## PAGINA

══════

La bellezza di essere cattolici

Fu tra gli anni ’50 e ’60 che iniziò il successo di Para salvarte, manuale che aveva concepito appena dopo la guerra, raccogliendo gli appunti delle sue tenzoni apologetiche in ogni dove. Pian piano divenne un bestseller e si diffuse a macchia d’olio anche negli Stati Uniti e in America Latina. Nel 1999 è nato in Colombia pure un movimento di apostolato ispirato allo stile di padre Loring e che usa Para salvarte come testo di formazione, si chiama Lazos de Amor Mariano.
Nel mezzo della vita di questo vulcanico religioso ci fu il Concilio, con tutto l’entusiasmo e le turbolenze che comportò, anche e soprattutto fra i gesuiti: in Spagna un nutrito gruppo in rotta con il generalato di Arrupe arrivò a chiedere a Paolo VI la possibilità di formare una provincia autonoma, alla dirette dipendenze da Roma. Il padre Loring attraversò quegli sconquassi con naturalezza. Non si lamentò mai, non contestò nulla, accettò tutto sorridendo. Gli interessava solo portare le anime a Dio. Parlava in continuazione del valore della Messa, che «glorifica Dio più della gloria che gli danno tutti i santi del Cielo, compresa la Beata Vergine Maria per tutta l’eternità: perché la gloria dei santi e della Vergine è gloria di creature, mentre nella Messa è Cristo Dio che si sacrifica». Spronava a prepararsi quotidianamente alla morte e a chi non sapeva a memoria l’Atto di dolore spiegava la preghiera più breve possibile per un atto completo di contrizione, da tenere pronta di fronte alla morte improvvisa – la insegnò ai paracadutisti dell’esercito – o da recitare prima di addormentarsi: Dio mio perdonami. E gli interessava «ragionare sulla fede, risolvere dubbi e trasmettere l’ottimismo di essere cattolici». Negli anni ’90 partecipò a un ritiro diretto dal gesuita indiano Anthony De Mello, in cui costui insegnava a concentrarsi sul respiro e su altri aspetti fisiologici come via per l’orazione. «Ascolta Tony – lo interruppe Loring fra lo stupore generale – io per parlare con Dio non ho bisogno di passare un’ora a controllare la quantità d’aria che mi passa per le narici e a sentire le palpitazioni del cuore toccandomi l’alluce. Io entro in cappella, mi inginocchio e nel giro di un minuto sto parlando con Dio. Il Dio cristiano è un padre vicino. Quello che tu dici puzza di buddismo ». Nel 1998 la Congregazione per la dottrina della fede censurò formalmente De Mello.
Della sua attività vulcanica padre Loring ci ha lasciato in eredità i suoi libri, tra cui il sapido Aneddoti di una vita apostolica pubblicato in Spagna nel 2012, e moltissimi video. Chi mastica un po’ di spagnolo li può trovare su YouTube, tra cui le imperdibili apparizioni sul network televisivo Ewtn: sana dottrina e anche divertimento assicurati.

══════

## COMPITI
a) Rispondi a queste domande sul testo su padre Loring:
(i) In che anno è nato in Colombia il movimento Lazos de Amor Mariano?
(ii) Quale preghiera brevissima di contrizione spiegava padre Loring a chi non sapeva a memoria l'Atto di dolore?
(iii) In che anno la Congregazione per la dottrina della fede censurò formalmente De Mello?
b) Elenca tutti gli anni scritti con quattro cifre nel testo su padre Loring.

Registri
══════

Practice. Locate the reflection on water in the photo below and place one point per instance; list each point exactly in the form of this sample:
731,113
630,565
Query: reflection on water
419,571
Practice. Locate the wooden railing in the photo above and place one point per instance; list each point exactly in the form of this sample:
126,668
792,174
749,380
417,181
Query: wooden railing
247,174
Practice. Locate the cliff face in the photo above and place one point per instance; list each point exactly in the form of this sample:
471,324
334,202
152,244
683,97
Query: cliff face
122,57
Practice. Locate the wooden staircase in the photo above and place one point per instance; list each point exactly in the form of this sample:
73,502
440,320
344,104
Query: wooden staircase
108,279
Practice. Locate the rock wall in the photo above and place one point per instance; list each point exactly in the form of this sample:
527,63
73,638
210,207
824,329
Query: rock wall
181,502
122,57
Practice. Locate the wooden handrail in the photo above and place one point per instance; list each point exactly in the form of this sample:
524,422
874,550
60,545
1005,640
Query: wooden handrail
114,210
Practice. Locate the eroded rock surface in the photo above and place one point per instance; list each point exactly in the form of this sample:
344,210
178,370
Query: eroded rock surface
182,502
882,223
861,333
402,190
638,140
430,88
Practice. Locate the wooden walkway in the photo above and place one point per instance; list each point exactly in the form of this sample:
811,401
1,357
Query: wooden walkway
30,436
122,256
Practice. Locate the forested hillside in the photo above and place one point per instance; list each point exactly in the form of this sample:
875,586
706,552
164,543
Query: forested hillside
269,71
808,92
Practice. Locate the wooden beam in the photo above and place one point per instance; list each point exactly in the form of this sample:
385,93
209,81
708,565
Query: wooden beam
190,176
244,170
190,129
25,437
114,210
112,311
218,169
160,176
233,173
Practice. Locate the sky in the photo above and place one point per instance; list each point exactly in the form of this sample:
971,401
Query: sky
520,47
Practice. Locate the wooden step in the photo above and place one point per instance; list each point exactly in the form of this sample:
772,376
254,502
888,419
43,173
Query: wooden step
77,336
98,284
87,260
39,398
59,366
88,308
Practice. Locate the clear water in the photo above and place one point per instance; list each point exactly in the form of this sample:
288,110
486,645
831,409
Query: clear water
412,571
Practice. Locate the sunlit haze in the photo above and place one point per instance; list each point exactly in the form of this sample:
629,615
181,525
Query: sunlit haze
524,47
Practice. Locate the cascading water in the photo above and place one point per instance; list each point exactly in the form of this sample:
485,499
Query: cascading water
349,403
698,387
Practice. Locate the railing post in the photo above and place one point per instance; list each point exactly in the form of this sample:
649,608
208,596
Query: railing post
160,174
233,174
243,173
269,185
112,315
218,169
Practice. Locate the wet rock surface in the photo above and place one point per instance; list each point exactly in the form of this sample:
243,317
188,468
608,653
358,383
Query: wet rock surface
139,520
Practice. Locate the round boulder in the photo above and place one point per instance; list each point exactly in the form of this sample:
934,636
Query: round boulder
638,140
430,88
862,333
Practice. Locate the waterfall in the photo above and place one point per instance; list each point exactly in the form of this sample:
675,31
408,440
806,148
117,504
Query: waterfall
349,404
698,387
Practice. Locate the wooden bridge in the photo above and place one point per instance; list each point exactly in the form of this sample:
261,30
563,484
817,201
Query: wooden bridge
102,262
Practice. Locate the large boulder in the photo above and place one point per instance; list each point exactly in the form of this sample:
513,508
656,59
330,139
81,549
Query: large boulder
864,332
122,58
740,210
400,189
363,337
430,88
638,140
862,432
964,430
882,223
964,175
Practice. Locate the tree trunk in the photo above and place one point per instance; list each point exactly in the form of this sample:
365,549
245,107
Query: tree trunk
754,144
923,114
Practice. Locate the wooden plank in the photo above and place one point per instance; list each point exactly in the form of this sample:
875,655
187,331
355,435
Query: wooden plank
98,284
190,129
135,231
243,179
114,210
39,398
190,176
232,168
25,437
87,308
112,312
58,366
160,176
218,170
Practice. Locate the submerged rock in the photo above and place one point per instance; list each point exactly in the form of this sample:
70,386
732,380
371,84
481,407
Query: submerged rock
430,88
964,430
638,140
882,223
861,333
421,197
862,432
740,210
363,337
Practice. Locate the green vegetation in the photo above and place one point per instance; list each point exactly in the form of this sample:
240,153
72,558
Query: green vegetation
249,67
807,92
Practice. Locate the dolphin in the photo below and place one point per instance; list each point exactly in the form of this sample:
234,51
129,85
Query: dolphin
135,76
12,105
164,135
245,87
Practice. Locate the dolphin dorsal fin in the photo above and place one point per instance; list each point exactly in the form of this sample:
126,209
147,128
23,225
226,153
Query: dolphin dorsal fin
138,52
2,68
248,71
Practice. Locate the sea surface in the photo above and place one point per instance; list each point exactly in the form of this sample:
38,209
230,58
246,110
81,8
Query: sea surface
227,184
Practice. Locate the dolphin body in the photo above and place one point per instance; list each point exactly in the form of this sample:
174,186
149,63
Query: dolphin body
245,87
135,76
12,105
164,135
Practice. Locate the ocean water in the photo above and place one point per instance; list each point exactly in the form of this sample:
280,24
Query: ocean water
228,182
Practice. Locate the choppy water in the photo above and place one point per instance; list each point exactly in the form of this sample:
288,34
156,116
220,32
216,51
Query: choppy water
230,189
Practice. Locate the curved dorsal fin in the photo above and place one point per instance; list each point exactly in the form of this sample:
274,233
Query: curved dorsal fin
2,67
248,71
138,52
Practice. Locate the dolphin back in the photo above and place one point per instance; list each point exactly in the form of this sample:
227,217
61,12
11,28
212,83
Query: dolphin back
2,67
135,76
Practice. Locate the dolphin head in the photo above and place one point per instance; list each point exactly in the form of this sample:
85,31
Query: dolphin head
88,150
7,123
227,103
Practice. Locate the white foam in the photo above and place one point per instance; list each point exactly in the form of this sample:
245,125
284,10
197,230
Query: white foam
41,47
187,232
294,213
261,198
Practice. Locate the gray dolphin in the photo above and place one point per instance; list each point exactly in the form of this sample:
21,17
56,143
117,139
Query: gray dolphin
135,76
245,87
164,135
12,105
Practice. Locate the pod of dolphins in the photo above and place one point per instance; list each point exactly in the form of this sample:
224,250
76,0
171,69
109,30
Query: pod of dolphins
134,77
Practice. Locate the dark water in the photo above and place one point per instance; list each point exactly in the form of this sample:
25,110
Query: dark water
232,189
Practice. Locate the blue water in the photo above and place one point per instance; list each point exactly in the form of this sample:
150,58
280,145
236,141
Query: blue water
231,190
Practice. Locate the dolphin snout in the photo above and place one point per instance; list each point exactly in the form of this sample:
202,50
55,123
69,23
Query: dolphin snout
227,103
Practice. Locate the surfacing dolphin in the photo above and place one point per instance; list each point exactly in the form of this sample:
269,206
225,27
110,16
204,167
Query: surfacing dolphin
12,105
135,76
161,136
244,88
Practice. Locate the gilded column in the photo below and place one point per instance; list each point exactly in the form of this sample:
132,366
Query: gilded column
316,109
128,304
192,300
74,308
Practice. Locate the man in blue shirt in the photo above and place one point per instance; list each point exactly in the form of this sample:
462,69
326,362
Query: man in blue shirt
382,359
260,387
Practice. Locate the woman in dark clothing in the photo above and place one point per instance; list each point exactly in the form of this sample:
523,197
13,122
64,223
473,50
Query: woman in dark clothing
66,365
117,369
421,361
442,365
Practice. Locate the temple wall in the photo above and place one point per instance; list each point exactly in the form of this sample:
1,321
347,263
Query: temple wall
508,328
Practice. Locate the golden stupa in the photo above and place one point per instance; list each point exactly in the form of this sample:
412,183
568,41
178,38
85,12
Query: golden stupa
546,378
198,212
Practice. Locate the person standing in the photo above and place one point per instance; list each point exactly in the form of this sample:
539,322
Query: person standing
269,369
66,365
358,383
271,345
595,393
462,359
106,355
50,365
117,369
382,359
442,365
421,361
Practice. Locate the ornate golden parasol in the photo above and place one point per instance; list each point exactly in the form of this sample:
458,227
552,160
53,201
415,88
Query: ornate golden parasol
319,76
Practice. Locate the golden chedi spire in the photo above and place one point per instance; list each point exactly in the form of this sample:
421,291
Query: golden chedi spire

══════

## LE RISPOSTE
a)
(i) Nel 1999.
(ii) «Dio mio perdonami».
(iii) Nel 1998.

b) 1999, 1998, 2012